Excerpted passage:
···
LONG LIVE THE GLITCH

“We have an obligation to build a sustainable, healthy environment for the generations to come. We are the pioneers – with great opportunities come great responsibilities.”

From a scanner and a photocopier, to a computer, mobile phone, and access to the internet, Dom Barra has engaged with technology creatively since he was a boy. Later in Leeds, he felt a need to explore art academically and enrolled in the Leeds College of Art and Design in 2004.

During those years he came across the work of experimental filmmaker Stan Brakhage, who “treated 8mm film like a canvas, marking and changing the format supporting the analog data.” In researching Brakhage’s work, years later Dom came across glitch artists Nick Briz, Rosa Menkman, and Jon Cates. Glitching became a metaphor for “a way to hack life.” Altering the data within a digital format is Dom’s practice and a way to build his storytelling.

Dom was an OG before there were OGs and has had many defining moments in his career, including an obfuscating project on Facebook during the Cambridge Analytica scandal; visiting artist at the School of Arts Institute of Chicago’s 125 anniversary; being a member of the political activism Pirate Party in Naples and lecturing at the Rome University of Fine Art.
···
Data excerpt:
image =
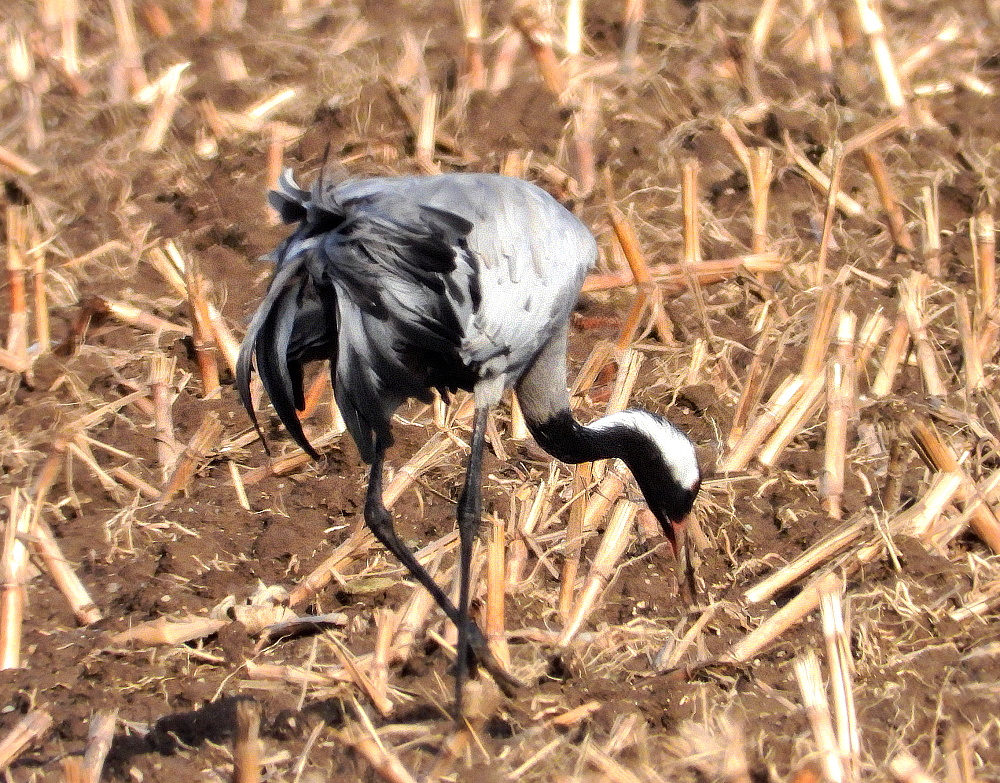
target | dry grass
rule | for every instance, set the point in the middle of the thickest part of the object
(824, 323)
···
Written request A: According to the Dom Barra profile, in what year did he enroll in the Leeds College of Art and Design?
Written request B: Rewrite the stretch of the Dom Barra profile from "During those years" through "build his storytelling.", changing "canvas" to "tapestry".

Worked solution A: 2004

Worked solution B:
During those years he came across the work of experimental filmmaker Stan Brakhage, who “treated 8mm film like a tapestry, marking and changing the format supporting the analog data.” In researching Brakhage’s work, years later Dom came across glitch artists Nick Briz, Rosa Menkman, and Jon Cates. Glitching became a metaphor for “a way to hack life.” Altering the data within a digital format is Dom’s practice and a way to build his storytelling.